### Seitentext
:::::
Lipkins Herz schlägt indes für einen anderen Ort. Auf dem EbalBerg über Nablus befindet sich seiner Meinung nach „die wichtigste archäologische Entdeckung des 20. Jahrhunderts“. Vieles spricht dafür, dass die Steinkonstruktion, die hier in den 1980er-Jahren entdeckt wurde, der Altar Josuas sei. An diesem habe nach dem Auszug aus Ägypten die Gründungszeremonie des jüdischen Volkes stattgefunden. „Wenn das stimmt, wirft das die Bibelkritik über den Haufen. Es beweist, dass die Bibel wahr ist“, so Lipkin. Um den Altar zu erreichen, muss man sich mit der Armee abstimmen und auf eine bewaffnete Eskorte warten.
Noch steckt der Siedlertourismus in den Kinderschuhen. Es fehlt an Restaurants, übernachten kann man nur in spartanischen Thoraschulen, in wenigen über Airbnb vermittelten Zimmern oder im Hotel Eschel Baschomron in Ariel – das mit eigenem Schießstand aufwartet. Doch mit steigenden Besucherzahlen wächst das Angebot. Illegale Außenposten servieren Essen, andere bieten Ziegenkäse feil oder laden zu Mountainbiking, Trekking und Abseilen ein. „Aber unser Brot und Butter sind Pilger“, sagt Lipkin.
:::::
### Gespeicherte Einträge

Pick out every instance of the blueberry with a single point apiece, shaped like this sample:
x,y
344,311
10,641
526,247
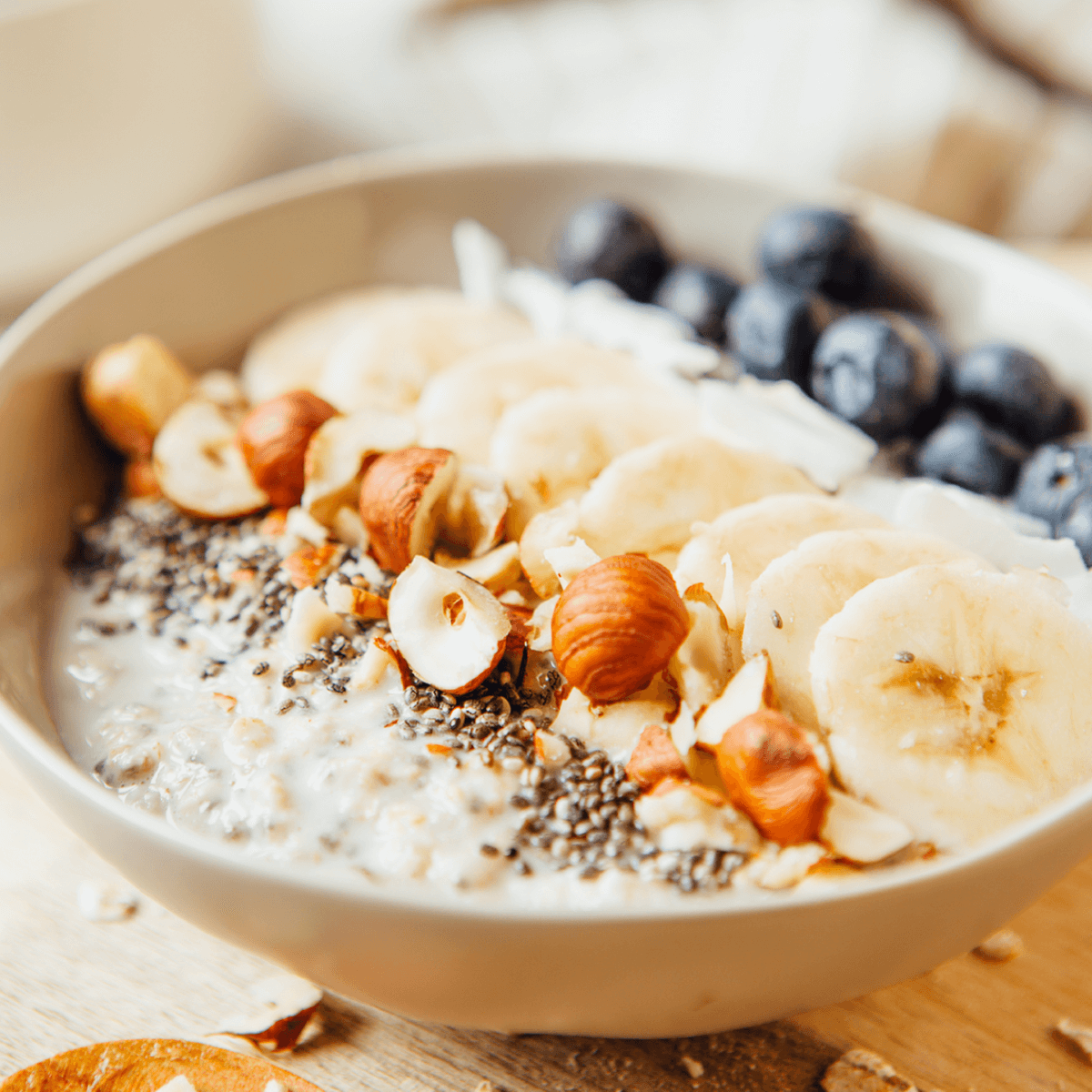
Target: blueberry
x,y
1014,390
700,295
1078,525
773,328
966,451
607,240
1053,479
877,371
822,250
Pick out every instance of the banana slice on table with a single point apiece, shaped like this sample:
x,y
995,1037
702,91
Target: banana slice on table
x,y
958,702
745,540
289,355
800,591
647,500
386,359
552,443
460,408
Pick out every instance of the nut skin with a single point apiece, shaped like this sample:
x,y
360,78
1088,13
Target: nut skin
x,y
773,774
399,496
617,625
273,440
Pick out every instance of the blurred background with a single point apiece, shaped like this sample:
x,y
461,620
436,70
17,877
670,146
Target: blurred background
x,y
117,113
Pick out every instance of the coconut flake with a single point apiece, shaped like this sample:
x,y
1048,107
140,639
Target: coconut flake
:::::
### Aufgabe 1
Womit wartet das Hotel Eschel Baschomron in Ariel laut dem Seitentext auf?
### Aufgabe 2
Zähle alle Angebote auf, die illegale Außenposten laut dem Seitentext bereithalten.
### Aufgabe 3
Prüfe anhand des Seitentextes, ob die folgenden Aussagen zutreffen: (a) Die Steinkonstruktion, die Lipkin für den Altar Josuas hält, wurde in den 1980er-Jahren entdeckt. (b) Um den Altar zu erreichen, ist keine Abstimmung mit der Armee nötig. (c) Für Siedlertouristen gibt es bereits viele Restaurants.

### Vollständige Antwort 1
Mit einem eigenen Schießstand.

### Vollständige Antwort 2
- Essen
- Ziegenkäse
- Mountainbiking
- Trekking
- Abseilen

### Vollständige Antwort 3
(a) Ja: „die hier in den 1980er-Jahren entdeckt wurde“
(b) Nein: „muss man sich mit der Armee abstimmen“
(c) Nein: „Es fehlt an Restaurants“